Contour labeling items:
○ ○ ○
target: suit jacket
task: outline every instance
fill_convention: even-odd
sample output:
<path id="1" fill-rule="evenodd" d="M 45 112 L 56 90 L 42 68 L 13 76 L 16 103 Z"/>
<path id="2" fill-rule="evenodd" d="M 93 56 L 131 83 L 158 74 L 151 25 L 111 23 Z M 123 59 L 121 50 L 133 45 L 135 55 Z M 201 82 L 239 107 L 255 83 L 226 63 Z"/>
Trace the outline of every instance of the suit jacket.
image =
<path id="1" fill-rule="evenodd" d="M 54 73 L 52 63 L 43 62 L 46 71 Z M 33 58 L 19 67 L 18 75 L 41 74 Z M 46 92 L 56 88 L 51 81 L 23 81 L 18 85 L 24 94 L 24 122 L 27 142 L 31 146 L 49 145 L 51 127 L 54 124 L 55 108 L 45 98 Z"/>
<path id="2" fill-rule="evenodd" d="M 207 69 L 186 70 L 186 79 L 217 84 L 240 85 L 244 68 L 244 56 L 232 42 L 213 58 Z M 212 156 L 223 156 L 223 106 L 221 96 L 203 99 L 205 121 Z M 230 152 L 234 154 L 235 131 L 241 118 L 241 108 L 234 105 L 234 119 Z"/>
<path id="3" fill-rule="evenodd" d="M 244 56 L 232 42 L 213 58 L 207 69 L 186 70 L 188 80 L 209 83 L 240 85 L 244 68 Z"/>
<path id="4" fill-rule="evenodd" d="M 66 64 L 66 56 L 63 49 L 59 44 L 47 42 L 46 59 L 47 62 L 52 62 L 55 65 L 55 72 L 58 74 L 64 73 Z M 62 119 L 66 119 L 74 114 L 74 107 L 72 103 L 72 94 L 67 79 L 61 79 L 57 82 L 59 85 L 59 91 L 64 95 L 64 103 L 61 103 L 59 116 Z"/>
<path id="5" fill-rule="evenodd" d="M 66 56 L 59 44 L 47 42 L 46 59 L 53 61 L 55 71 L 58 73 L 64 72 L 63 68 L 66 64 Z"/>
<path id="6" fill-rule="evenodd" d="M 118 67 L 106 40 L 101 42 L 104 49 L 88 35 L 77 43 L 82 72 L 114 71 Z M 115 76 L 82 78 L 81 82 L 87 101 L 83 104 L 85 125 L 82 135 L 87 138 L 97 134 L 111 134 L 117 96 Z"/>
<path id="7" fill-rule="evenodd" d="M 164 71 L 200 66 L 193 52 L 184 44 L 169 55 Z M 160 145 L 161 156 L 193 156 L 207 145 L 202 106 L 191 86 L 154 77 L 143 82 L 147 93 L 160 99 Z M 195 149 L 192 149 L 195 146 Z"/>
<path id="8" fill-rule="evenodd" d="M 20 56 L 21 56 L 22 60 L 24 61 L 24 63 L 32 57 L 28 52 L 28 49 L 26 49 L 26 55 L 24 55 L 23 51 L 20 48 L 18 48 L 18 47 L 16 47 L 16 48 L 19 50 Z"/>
○ ○ ○
Prompt -
Retype every line of the entries above, keeping each character unchanged.

Full output -
target: suit jacket
task: outline every instance
fill_convention: even-odd
sample output:
<path id="1" fill-rule="evenodd" d="M 45 112 L 56 90 L 42 68 L 13 76 L 16 103 Z"/>
<path id="2" fill-rule="evenodd" d="M 93 56 L 131 83 L 158 74 L 151 25 L 111 23 Z M 123 59 L 121 50 L 133 45 L 135 55 Z M 201 82 L 239 107 L 255 83 L 226 63 Z"/>
Trace the outline of every instance of the suit jacket.
image =
<path id="1" fill-rule="evenodd" d="M 54 73 L 52 63 L 43 62 L 46 71 Z M 33 58 L 19 67 L 18 75 L 41 74 Z M 46 92 L 56 88 L 51 81 L 23 81 L 18 85 L 24 94 L 24 122 L 27 142 L 31 146 L 49 145 L 51 127 L 54 124 L 55 108 L 45 98 Z"/>
<path id="2" fill-rule="evenodd" d="M 207 69 L 186 70 L 186 79 L 217 84 L 240 85 L 244 68 L 244 56 L 232 42 L 213 58 Z M 212 156 L 223 156 L 223 106 L 221 96 L 203 99 L 205 121 Z M 230 152 L 234 154 L 235 131 L 241 118 L 241 108 L 234 105 L 234 119 Z"/>
<path id="3" fill-rule="evenodd" d="M 244 56 L 232 42 L 213 58 L 207 69 L 186 70 L 188 80 L 209 83 L 240 85 L 244 68 Z"/>
<path id="4" fill-rule="evenodd" d="M 66 64 L 66 56 L 63 49 L 59 44 L 47 42 L 46 59 L 47 62 L 52 62 L 55 65 L 55 72 L 58 74 L 64 73 Z M 62 119 L 66 119 L 74 114 L 74 107 L 72 103 L 72 94 L 67 79 L 61 79 L 57 82 L 59 85 L 59 91 L 64 95 L 64 103 L 61 103 L 59 116 Z"/>
<path id="5" fill-rule="evenodd" d="M 66 56 L 59 44 L 47 42 L 46 59 L 53 61 L 55 71 L 58 73 L 64 72 L 63 68 L 66 64 Z"/>
<path id="6" fill-rule="evenodd" d="M 118 67 L 106 40 L 101 42 L 104 49 L 88 35 L 77 43 L 82 72 L 114 71 Z M 115 76 L 82 78 L 81 82 L 87 101 L 83 104 L 85 125 L 82 135 L 87 138 L 97 134 L 111 134 L 117 96 Z"/>
<path id="7" fill-rule="evenodd" d="M 164 71 L 200 66 L 193 52 L 184 44 L 169 55 Z M 160 145 L 161 156 L 193 156 L 207 145 L 202 106 L 191 86 L 154 77 L 143 82 L 147 93 L 160 99 Z M 195 149 L 192 149 L 195 146 Z"/>
<path id="8" fill-rule="evenodd" d="M 20 56 L 21 56 L 22 60 L 24 61 L 24 63 L 32 57 L 28 52 L 28 49 L 26 49 L 26 55 L 24 55 L 23 51 L 20 48 L 18 48 L 18 47 L 16 47 L 16 48 L 19 50 Z"/>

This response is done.